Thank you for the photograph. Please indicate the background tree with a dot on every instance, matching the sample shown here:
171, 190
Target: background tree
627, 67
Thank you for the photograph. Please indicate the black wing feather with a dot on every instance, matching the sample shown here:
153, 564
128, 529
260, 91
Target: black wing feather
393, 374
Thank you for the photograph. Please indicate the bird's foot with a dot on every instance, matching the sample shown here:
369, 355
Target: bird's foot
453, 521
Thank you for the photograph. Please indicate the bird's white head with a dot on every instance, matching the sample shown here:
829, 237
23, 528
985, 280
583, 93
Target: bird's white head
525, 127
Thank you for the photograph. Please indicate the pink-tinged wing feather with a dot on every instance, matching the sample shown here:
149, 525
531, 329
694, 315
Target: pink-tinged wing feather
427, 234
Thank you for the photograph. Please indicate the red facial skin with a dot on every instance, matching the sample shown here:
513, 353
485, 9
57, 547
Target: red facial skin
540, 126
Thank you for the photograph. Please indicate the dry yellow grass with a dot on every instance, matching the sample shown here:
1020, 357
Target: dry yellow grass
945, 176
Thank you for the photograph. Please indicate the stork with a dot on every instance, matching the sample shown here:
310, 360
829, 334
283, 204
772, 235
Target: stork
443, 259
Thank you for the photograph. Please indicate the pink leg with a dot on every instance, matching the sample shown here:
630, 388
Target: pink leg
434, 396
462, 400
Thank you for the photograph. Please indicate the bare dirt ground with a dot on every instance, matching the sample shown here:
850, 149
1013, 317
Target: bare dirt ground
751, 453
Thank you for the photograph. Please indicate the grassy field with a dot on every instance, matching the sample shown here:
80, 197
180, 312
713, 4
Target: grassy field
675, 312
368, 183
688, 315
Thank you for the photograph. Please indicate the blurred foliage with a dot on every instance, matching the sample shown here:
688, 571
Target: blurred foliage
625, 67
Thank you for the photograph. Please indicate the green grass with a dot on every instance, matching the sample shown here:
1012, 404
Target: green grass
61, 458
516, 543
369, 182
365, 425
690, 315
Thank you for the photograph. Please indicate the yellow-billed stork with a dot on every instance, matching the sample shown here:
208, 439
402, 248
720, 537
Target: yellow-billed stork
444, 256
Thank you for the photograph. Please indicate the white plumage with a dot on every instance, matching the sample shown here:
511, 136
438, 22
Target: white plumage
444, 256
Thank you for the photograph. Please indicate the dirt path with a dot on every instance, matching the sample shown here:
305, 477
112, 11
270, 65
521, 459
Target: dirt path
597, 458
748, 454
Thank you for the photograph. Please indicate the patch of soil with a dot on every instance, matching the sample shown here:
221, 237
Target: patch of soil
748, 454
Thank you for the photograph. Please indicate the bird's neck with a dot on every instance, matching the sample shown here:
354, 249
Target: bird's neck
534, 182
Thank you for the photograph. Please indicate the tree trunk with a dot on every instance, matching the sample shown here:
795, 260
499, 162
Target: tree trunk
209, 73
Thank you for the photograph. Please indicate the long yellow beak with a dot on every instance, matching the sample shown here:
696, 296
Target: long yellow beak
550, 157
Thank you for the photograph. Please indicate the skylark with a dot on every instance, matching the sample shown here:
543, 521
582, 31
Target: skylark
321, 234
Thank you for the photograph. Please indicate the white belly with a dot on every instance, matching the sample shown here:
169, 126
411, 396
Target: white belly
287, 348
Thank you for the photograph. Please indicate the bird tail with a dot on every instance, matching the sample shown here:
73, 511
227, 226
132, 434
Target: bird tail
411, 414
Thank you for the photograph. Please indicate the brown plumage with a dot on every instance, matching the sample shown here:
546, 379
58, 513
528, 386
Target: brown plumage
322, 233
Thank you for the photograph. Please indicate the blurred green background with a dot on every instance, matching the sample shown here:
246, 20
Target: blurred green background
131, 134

○ ○ ○ ○ ○ ○ ○

Give every line of the listing above as a Markdown table, one line per row, with columns headed Row and Line. Number the rows in order and leave out blank lines.

_Worked solution:_
| Row | Line |
|---|---|
| 1 | Thank you for the photograph. Please indicate the background tree with a dot on every instance, matching the sample shown here: |
| 2 | 171, 190 |
| 3 | Target: background tree |
| 4 | 627, 67 |
| 5 | Thank you for the photograph. Please indicate the black wing feather with a dot on every instance, matching the sample shown here: |
| 6 | 153, 564 |
| 7 | 128, 529 |
| 8 | 260, 91 |
| 9 | Target: black wing feather |
| 10 | 393, 374 |
| 11 | Thank you for the photograph. Please indicate the bird's foot with a dot on every instance, matching the sample shown here: |
| 12 | 369, 355 |
| 13 | Target: bird's foot |
| 14 | 453, 521 |
| 15 | Thank you for the photograph. Please indicate the bird's white head with a dot on every instance, matching the sample shown here: |
| 16 | 829, 237 |
| 17 | 23, 528 |
| 18 | 985, 280 |
| 19 | 583, 93 |
| 20 | Target: bird's white head |
| 21 | 525, 127 |
| 22 | Thank you for the photograph. Please indicate the pink-tinged wing feather with a dot on every instance, matching the sample shown here: |
| 23 | 149, 525 |
| 24 | 531, 329 |
| 25 | 694, 315 |
| 26 | Target: pink-tinged wing feather |
| 27 | 427, 234 |
| 28 | Thank you for the photograph. Please indicate the red facial skin with a dot on every instance, matching the sample shown here: |
| 29 | 513, 353 |
| 30 | 485, 9 |
| 31 | 57, 547 |
| 32 | Target: red facial skin |
| 33 | 540, 126 |
| 34 | Thank you for the photograph. Please indicate the dry yellow grass with a dot on every instance, matching the sample shown here: |
| 35 | 1020, 357 |
| 36 | Target: dry yellow grass |
| 37 | 945, 176 |
| 38 | Thank you for the photograph. Please indicate the stork with a dot on every instance, matching the sample shown here: |
| 39 | 310, 360 |
| 40 | 829, 334 |
| 41 | 283, 204 |
| 42 | 772, 235 |
| 43 | Target: stork |
| 44 | 443, 259 |
| 45 | Thank you for the photograph. Please indicate the pink leg with a dot on every instance, matching the sample shown here: |
| 46 | 630, 388 |
| 47 | Target: pink leg |
| 48 | 434, 396 |
| 49 | 462, 400 |
| 50 | Thank you for the photograph. Please indicate the bare dirt ground with a dot on every instance, matching the sample shown here: |
| 51 | 850, 149 |
| 52 | 1013, 317 |
| 53 | Target: bare dirt ground |
| 54 | 751, 453 |
| 55 | Thank you for the photograph. Please indicate the grassy field with a dot on every instance, matching the sample shown here: |
| 56 | 80, 197 |
| 57 | 180, 312 |
| 58 | 713, 4 |
| 59 | Target: grassy field |
| 60 | 675, 312 |
| 61 | 368, 183 |
| 62 | 688, 315 |
| 63 | Thank you for the photograph. Please indicate the blurred foliage with a dot on every instance, matching the sample shown here: |
| 64 | 688, 571 |
| 65 | Target: blurred foliage |
| 66 | 625, 67 |
| 67 | Thank you for the photograph. Please indicate the green grass with a dot on every instance, matching the sample shown here: |
| 68 | 1012, 404 |
| 69 | Target: green grass |
| 70 | 61, 458 |
| 71 | 516, 543 |
| 72 | 369, 182 |
| 73 | 365, 425 |
| 74 | 690, 315 |
| 75 | Thank you for the photograph. Please indicate the yellow-billed stork with a dot on every instance, matching the sample shown here: |
| 76 | 208, 439 |
| 77 | 402, 248 |
| 78 | 720, 537 |
| 79 | Target: yellow-billed stork |
| 80 | 444, 256 |
| 81 | Thank you for the photograph. Please indicate the white plumage with a dot on every instance, matching the sample shown here: |
| 82 | 511, 136 |
| 83 | 438, 22 |
| 84 | Target: white plumage |
| 85 | 444, 256 |
| 86 | Thank you for the photograph. Please indicate the dirt path with a dot on every instance, matching the sample shown here: |
| 87 | 305, 477 |
| 88 | 112, 11 |
| 89 | 270, 65 |
| 90 | 521, 459 |
| 91 | Target: dirt path |
| 92 | 597, 458 |
| 93 | 748, 454 |
| 94 | Thank you for the photograph. Please indicate the patch of soil with a dot on every instance, matching the sample shown here: |
| 95 | 221, 237 |
| 96 | Target: patch of soil |
| 97 | 748, 454 |
| 98 | Thank you for the photograph. Please indicate the bird's neck with a dot on every instance, matching the sample shown here: |
| 99 | 354, 249 |
| 100 | Target: bird's neck |
| 101 | 534, 182 |
| 102 | Thank you for the photograph. Please indicate the tree trunk with a dot on every instance, matching the sample shown here: |
| 103 | 795, 260 |
| 104 | 499, 162 |
| 105 | Target: tree trunk |
| 106 | 209, 73 |
| 107 | Thank you for the photograph. Please indicate the long yellow beak with a dot on every instance, matching the sample shown here: |
| 108 | 696, 296 |
| 109 | Target: long yellow beak |
| 110 | 550, 157 |
| 111 | Thank you for the photograph. Please indicate the skylark with a dot on every instance, matching the sample shown here: |
| 112 | 543, 521 |
| 113 | 582, 31 |
| 114 | Target: skylark |
| 115 | 321, 234 |
| 116 | Thank you for the photograph. Please indicate the white belly with a dot on every instance, matching the sample shown here: |
| 117 | 169, 126 |
| 118 | 411, 396 |
| 119 | Target: white belly |
| 120 | 287, 348 |
| 121 | Thank you for the photograph. Please indicate the bird tail with a dot on every instance, matching the sample shown here: |
| 122 | 73, 511 |
| 123 | 227, 226 |
| 124 | 132, 434 |
| 125 | Target: bird tail |
| 126 | 411, 414 |
| 127 | Thank you for the photograph. Please indicate the brown plumage with a dot on every instance, matching the sample shown here: |
| 128 | 546, 379 |
| 129 | 58, 513 |
| 130 | 528, 386 |
| 131 | Target: brown plumage |
| 132 | 322, 233 |
| 133 | Thank you for the photograph. Please indicate the blurred green background with a dot on every instance, matching the sample shown here: |
| 134 | 246, 20 |
| 135 | Target: blurred green background |
| 136 | 131, 134 |